Exercise goal: Scan the entries below, and for each line that includes the word "mast", make a copy.

[Opening Data for the task section]

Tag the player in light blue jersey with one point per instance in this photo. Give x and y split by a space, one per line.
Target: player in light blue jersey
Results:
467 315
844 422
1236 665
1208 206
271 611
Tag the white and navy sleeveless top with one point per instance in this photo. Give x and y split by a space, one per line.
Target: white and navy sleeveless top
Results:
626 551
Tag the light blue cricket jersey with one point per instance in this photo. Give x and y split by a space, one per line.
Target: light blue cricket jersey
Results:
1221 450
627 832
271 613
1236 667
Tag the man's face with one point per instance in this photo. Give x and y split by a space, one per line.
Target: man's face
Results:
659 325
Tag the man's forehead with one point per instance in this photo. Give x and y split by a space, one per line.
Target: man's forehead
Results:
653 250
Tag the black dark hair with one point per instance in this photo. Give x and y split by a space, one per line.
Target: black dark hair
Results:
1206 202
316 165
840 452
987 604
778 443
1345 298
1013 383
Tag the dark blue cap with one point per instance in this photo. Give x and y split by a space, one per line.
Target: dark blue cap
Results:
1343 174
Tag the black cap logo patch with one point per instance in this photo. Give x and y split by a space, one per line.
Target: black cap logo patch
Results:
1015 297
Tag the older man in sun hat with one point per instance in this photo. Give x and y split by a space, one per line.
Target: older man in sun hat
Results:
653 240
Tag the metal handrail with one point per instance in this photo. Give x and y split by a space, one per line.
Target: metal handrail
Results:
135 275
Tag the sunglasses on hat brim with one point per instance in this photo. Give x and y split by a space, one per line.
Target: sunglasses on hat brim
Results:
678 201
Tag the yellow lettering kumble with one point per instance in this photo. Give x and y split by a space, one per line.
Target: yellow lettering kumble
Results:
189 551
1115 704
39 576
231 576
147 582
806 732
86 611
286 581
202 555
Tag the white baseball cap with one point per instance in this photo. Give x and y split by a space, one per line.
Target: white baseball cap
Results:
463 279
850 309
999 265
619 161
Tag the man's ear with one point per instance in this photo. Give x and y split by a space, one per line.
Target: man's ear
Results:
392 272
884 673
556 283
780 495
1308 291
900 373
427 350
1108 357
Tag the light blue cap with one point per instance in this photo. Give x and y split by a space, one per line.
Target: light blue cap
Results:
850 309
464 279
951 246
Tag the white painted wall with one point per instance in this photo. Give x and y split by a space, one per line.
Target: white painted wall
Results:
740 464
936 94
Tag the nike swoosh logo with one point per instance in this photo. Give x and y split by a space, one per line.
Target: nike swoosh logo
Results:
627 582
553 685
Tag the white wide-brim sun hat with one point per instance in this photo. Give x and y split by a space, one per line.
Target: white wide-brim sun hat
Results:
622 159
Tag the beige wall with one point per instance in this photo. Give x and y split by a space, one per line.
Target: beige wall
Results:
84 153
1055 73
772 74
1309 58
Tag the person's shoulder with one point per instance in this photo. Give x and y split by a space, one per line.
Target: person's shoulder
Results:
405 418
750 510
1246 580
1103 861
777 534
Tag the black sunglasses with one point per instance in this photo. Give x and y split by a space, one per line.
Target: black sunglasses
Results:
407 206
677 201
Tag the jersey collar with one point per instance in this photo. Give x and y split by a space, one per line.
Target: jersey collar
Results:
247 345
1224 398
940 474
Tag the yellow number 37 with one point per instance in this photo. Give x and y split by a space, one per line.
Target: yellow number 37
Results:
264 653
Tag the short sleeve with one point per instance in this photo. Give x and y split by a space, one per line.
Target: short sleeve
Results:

[Closing Data for the task section]
[Opening Data for the task section]

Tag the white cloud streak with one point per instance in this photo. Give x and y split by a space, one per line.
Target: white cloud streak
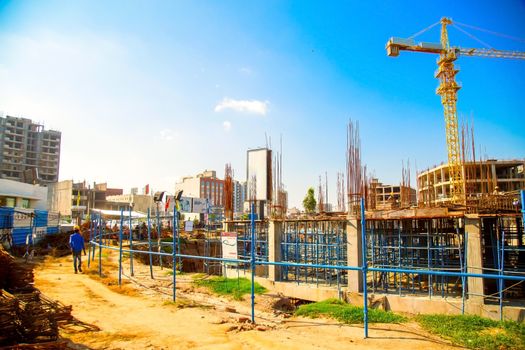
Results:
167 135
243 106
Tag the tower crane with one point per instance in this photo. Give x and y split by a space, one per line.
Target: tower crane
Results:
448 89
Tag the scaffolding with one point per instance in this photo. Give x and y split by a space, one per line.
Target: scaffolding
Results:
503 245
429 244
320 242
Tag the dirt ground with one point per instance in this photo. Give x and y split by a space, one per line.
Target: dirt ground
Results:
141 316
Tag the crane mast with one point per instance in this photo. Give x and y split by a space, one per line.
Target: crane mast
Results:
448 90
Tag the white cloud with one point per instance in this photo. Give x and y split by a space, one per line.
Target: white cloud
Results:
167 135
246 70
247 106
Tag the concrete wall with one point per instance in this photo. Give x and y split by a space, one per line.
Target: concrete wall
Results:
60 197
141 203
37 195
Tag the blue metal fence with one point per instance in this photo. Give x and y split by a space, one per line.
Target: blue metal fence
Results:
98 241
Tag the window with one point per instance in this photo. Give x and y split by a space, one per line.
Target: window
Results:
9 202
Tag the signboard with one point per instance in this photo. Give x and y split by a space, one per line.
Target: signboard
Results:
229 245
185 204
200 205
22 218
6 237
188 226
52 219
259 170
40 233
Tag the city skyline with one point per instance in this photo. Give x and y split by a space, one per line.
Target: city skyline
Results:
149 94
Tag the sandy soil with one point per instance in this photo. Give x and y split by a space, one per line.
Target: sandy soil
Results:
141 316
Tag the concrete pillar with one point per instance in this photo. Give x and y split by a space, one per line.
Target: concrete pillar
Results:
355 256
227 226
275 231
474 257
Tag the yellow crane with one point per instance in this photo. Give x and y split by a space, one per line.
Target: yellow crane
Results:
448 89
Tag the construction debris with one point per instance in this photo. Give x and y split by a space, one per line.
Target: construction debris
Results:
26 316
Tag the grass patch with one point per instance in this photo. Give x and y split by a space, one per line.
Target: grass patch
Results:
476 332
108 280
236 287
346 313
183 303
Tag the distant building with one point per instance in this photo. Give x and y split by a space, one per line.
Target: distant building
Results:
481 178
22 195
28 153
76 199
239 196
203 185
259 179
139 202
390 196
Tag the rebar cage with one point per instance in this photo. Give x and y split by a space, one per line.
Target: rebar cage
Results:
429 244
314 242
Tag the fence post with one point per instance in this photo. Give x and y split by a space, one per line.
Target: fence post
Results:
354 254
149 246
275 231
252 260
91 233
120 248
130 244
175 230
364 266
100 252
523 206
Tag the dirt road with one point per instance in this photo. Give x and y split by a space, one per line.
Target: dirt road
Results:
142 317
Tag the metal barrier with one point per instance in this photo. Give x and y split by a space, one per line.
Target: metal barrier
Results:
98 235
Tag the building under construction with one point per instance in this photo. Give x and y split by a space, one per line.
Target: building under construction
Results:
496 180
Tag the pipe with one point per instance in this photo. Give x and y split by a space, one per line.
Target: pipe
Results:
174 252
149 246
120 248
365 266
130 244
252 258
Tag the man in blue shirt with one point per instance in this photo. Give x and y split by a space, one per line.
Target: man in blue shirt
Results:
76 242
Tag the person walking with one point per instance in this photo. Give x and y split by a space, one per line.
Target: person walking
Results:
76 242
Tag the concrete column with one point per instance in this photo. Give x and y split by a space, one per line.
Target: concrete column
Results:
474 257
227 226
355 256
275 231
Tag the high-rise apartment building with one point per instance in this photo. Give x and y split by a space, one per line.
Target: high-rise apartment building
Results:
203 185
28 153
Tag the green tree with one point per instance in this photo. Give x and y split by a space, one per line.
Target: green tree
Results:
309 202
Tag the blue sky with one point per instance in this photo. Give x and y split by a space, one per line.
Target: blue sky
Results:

[Closing Data for the task section]
[Opening Data for the task section]

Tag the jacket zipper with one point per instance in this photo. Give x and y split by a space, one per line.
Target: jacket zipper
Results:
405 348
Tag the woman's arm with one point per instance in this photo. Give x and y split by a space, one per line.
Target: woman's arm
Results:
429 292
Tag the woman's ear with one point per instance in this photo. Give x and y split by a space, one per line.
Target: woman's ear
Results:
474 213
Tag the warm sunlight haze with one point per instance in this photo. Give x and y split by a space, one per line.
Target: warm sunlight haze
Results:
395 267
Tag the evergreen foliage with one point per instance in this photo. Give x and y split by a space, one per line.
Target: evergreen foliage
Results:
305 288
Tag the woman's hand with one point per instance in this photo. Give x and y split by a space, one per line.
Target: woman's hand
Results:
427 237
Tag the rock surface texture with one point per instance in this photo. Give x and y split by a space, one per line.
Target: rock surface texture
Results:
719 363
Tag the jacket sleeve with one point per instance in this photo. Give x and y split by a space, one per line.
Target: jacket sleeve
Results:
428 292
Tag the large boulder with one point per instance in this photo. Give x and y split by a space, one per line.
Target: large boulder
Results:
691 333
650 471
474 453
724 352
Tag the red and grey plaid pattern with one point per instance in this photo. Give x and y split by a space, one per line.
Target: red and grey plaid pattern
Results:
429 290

[Closing Data for the task section]

Expected output:
Tag the crane mast with one point per instance in this photo. Give x and y split by a space, one per line.
Target: crane mast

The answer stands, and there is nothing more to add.